BEGIN Source material

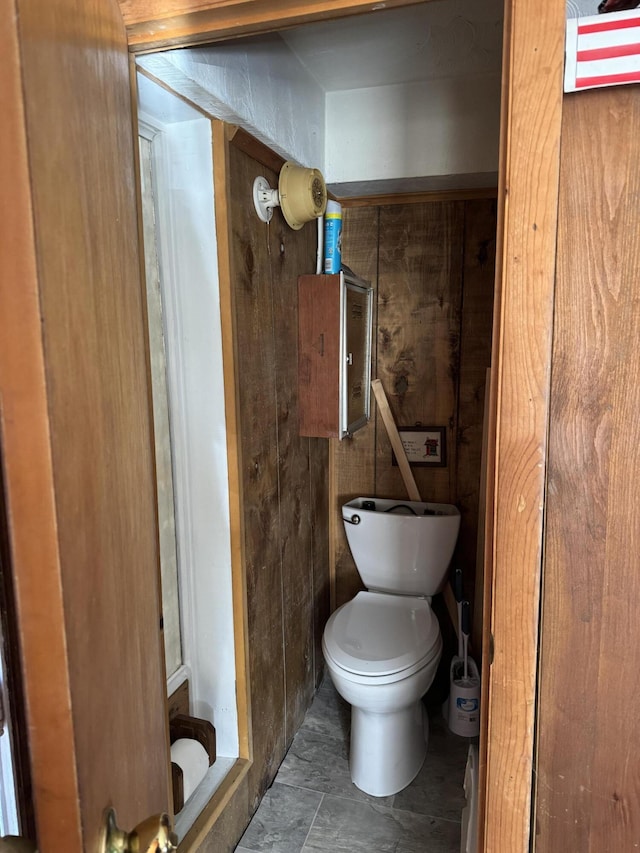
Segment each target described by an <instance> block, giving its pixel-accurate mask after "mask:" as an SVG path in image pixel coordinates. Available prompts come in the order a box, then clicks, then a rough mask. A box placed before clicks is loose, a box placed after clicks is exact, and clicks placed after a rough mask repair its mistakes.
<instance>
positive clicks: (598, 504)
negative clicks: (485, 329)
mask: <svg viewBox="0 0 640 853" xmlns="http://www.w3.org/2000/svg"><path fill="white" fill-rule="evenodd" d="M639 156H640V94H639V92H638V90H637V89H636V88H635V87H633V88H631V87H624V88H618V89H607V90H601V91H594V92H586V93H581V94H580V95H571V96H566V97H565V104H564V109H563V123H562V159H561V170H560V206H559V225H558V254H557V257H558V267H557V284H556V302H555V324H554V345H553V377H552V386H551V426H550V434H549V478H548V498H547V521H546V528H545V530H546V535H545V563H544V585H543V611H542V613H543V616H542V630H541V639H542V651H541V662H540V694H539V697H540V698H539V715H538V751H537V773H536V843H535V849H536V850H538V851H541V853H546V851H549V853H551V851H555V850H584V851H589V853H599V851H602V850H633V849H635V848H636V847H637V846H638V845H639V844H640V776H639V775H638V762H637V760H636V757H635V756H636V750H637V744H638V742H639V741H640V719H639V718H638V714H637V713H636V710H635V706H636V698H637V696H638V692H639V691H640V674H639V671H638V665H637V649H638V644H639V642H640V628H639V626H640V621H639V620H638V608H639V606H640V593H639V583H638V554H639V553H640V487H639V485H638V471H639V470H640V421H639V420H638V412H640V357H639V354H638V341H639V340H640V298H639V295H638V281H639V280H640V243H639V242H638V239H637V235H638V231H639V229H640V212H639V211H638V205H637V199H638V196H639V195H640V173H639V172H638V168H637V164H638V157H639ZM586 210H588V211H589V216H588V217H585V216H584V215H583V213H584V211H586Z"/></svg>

END Source material

Description of the task
Rewrite the rows above, substituting "points" for every "clicks" and keeping everything else unchanged. Leave out the pictures.

Written response
Segment each target described by an <instance> block, giving its pixel-accurate mask after "mask:" as an SVG path in image pixel coordinates. Available prompts come in the order a box, then points, then a rough mask. A box placed before points is loose, a box placed after points is exact, and points placed after a rough mask repair its mistakes.
<instance>
positive points: (598, 504)
negative points: (485, 329)
mask: <svg viewBox="0 0 640 853" xmlns="http://www.w3.org/2000/svg"><path fill="white" fill-rule="evenodd" d="M639 156H640V94H639V92H638V90H637V89H636V88H635V87H633V88H631V87H624V88H618V89H607V90H601V91H594V92H586V93H581V94H580V95H571V96H566V97H565V104H564V109H563V123H562V159H561V170H560V206H559V225H558V254H557V257H558V267H557V284H556V302H555V324H554V345H553V377H552V386H551V426H550V434H549V478H548V498H547V521H546V528H545V530H546V535H545V563H544V585H543V611H542V613H543V616H542V630H541V639H542V651H541V662H540V694H539V697H540V698H539V715H538V751H537V773H536V843H535V849H536V850H538V851H541V853H546V851H549V853H551V851H555V850H584V851H589V853H599V851H602V850H633V849H635V848H636V847H637V846H638V845H639V844H640V776H639V775H638V762H637V760H636V757H635V756H636V750H637V744H638V742H639V741H640V719H639V718H638V714H637V713H636V710H635V706H636V698H637V696H638V692H639V691H640V674H639V671H638V665H637V649H638V644H639V642H640V628H639V626H640V621H639V620H638V608H639V606H640V593H639V583H638V554H639V553H640V487H639V485H638V471H639V470H640V421H639V420H638V412H640V357H639V354H638V341H639V340H640V298H639V295H638V281H639V280H640V243H639V242H638V239H637V235H638V231H639V229H640V212H639V211H638V205H637V199H638V196H639V195H640V173H639V172H638V168H637V164H638V157H639ZM586 210H588V211H589V216H588V217H585V216H584V215H583V213H584V211H586Z"/></svg>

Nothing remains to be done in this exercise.